_Consigne:_
Mettez à jour l'ensemble du listing en remplaçant « photo above » par « image above », sans rien modifier d'autre. Les images ne doivent pas figurer dans la réponse.

_Listing fourni:_
--------------------------------------------------

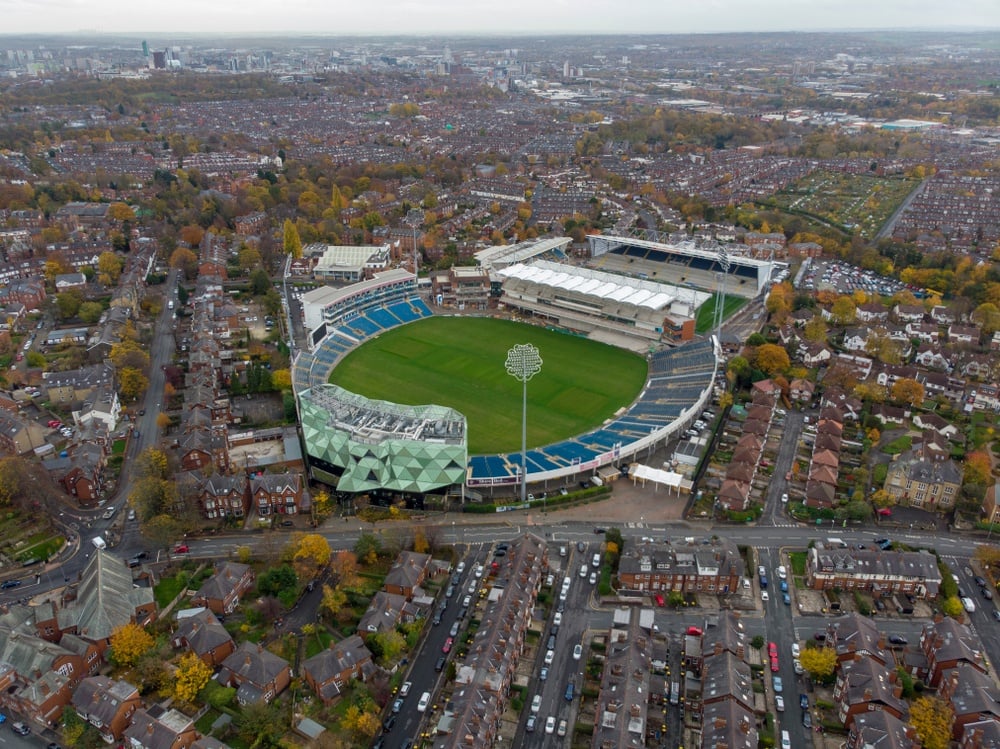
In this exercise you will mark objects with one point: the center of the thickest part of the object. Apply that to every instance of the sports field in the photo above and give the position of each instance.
(459, 362)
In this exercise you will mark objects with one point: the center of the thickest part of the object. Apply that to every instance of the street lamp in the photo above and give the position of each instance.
(523, 363)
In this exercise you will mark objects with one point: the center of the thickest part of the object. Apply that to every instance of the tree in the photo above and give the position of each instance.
(281, 379)
(844, 311)
(121, 212)
(907, 390)
(260, 282)
(333, 602)
(292, 243)
(772, 358)
(109, 266)
(978, 469)
(90, 312)
(161, 530)
(129, 643)
(386, 646)
(73, 726)
(312, 553)
(191, 676)
(952, 606)
(132, 383)
(815, 329)
(819, 662)
(368, 547)
(68, 303)
(363, 723)
(277, 579)
(344, 569)
(420, 544)
(932, 718)
(185, 261)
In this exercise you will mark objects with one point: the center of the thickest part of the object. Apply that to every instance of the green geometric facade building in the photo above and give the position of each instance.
(359, 445)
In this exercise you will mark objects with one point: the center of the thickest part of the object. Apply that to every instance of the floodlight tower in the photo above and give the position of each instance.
(720, 306)
(523, 363)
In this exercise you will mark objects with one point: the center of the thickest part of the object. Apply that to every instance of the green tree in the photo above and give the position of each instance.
(90, 312)
(292, 243)
(386, 646)
(161, 530)
(260, 282)
(277, 579)
(109, 267)
(68, 303)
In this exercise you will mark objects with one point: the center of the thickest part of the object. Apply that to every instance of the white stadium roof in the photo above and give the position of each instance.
(593, 283)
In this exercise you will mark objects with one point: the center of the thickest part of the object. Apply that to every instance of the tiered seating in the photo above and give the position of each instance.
(363, 327)
(383, 318)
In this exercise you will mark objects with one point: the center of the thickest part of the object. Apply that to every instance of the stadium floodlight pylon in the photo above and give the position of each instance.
(523, 363)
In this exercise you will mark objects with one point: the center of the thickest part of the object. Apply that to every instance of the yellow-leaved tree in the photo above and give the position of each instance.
(312, 553)
(819, 662)
(932, 718)
(191, 677)
(129, 643)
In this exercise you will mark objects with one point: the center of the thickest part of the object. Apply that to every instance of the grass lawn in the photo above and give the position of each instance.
(706, 313)
(459, 362)
(169, 588)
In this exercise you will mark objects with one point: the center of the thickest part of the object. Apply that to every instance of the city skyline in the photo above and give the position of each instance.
(519, 17)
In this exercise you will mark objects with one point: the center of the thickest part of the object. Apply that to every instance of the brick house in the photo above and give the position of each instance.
(277, 494)
(221, 592)
(156, 727)
(258, 674)
(328, 671)
(107, 705)
(202, 634)
(681, 566)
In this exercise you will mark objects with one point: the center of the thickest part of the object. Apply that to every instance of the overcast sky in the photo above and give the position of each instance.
(532, 17)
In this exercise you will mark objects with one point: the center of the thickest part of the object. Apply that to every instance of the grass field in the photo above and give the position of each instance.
(706, 313)
(459, 362)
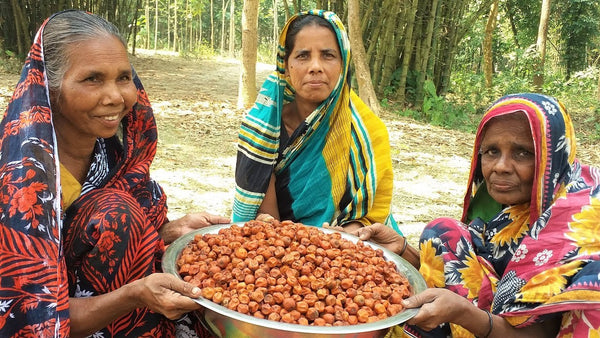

--------------------------------------------------

_Corrigé:_
In this exercise you will mark objects with one point: the center of the thickest part of the object. Apply that to every instance of the sports field in the image above and give the position of each instance.
(459, 362)
In this exercise you will mark objects with one point: the center of the thickest part of the object. Apply that to every instance of the street lamp in the image above and give the position of each instance.
(523, 363)
In this exercise you will mark objects with one point: the center of the thickest part of the object. Apply that to every instance of the tree in the image above and give the position of each instance.
(281, 379)
(844, 311)
(121, 212)
(907, 390)
(260, 282)
(333, 602)
(292, 243)
(772, 358)
(109, 266)
(978, 469)
(90, 312)
(161, 530)
(129, 643)
(386, 646)
(73, 726)
(312, 553)
(191, 676)
(952, 606)
(132, 383)
(815, 329)
(819, 662)
(368, 547)
(68, 303)
(363, 723)
(277, 579)
(344, 569)
(420, 544)
(932, 718)
(185, 261)
In this exercise you will mark objects with one point: the center of the thickest part of the object. Apply that to every instance of the green geometric facade building in the image above and give the position of each instance.
(359, 445)
In this exercise you will mark objects with one point: the center of the thickest part of the object. Apply that to every instance of the floodlight tower in the image above and give the position of each instance.
(720, 306)
(523, 363)
In this exercise you will mark objects with one point: the center of the thickest part of the object. Apply that to every instance of the green tree in the image above and give the position of each instance.
(90, 312)
(292, 243)
(386, 646)
(161, 530)
(260, 282)
(277, 579)
(109, 267)
(68, 303)
In this exercise you will mark objects with one point: the center of the thickest part of the object. Apply that to every instance of the white stadium roof in the image above and give the position of each instance.
(593, 283)
In this exercise you will mark objects with one point: the center of the thickest part of the object. Apply that to every instance of the tiered seating in the image above and give the position of each instance.
(363, 327)
(383, 318)
In this exercise you will mark objects with one point: the center of the thickest part of the object. Apply that to every instance of the stadium floodlight pylon in the image above and give the position of each instance.
(523, 363)
In this exercise you will mark objects with one point: the center of the thickest part of the object. Apply that to every instance of the yellow-leaved tree in the image above and give the position of each instance.
(312, 553)
(819, 662)
(932, 718)
(191, 677)
(129, 643)
In this exercise you will mark objects with one point: the center of the thickest part of the object. Apply that to every instance of the grass lawn in the image above and give the position of each instance.
(706, 313)
(459, 362)
(169, 588)
In this exercise you will mark objects with one point: the center of the thickest part of the object. Apply that to every instance of the city skyline in the image above and give the position of each instance.
(519, 17)
In this exercise you will mark objects with one point: the center of the thickest part of the object. Apply that to every instance of the brick house in the image above and give the position of each instance.
(277, 494)
(221, 592)
(156, 727)
(258, 674)
(328, 671)
(107, 705)
(202, 634)
(681, 566)
In this exercise you will mark objects with one point: the center of the thickest part of the object. Apply that to every instance of the overcast sky in the image above and give the position of each instance.
(532, 17)
In this exercise you will mark objects with one point: the center of the thickest part of the object. Apply that to every instance of the grass field in the image above and give the position of each instance.
(706, 313)
(459, 362)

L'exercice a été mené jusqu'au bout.